Count the lines in the records below that contain the word "sneaker", and give only that number.

^^^^

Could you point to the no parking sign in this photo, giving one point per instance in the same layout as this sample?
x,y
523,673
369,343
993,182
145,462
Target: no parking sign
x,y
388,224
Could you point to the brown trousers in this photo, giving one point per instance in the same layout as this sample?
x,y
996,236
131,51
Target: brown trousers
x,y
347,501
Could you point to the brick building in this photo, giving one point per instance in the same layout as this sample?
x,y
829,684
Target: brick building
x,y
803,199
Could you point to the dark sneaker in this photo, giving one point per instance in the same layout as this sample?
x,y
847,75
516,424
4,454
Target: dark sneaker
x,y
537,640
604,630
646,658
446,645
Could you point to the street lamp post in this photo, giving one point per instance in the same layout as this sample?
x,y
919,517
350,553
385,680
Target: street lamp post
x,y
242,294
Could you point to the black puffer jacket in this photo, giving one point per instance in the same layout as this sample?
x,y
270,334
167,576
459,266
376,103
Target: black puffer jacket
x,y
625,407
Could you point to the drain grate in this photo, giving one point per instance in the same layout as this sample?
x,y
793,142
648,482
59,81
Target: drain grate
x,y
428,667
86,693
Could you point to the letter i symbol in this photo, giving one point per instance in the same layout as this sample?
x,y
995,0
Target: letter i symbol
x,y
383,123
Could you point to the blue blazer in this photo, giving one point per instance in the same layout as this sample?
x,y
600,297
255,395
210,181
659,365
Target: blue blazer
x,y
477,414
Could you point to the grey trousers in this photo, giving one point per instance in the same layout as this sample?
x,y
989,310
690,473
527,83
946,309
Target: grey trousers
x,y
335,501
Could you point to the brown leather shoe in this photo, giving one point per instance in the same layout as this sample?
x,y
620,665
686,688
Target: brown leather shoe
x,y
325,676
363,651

^^^^

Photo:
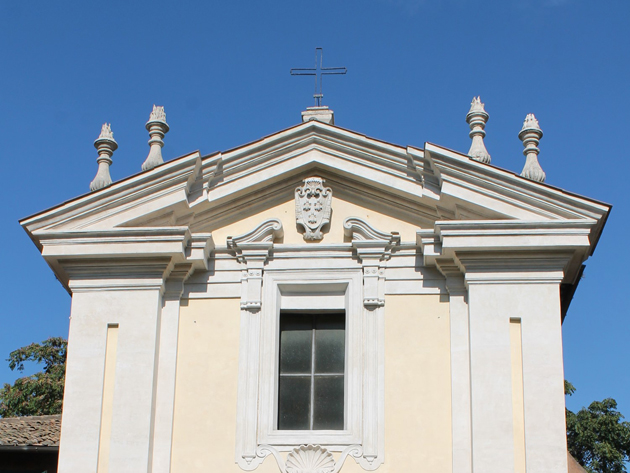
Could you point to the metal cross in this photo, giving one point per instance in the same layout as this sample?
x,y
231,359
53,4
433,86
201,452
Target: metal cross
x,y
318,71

^^^^

▸ Task result
2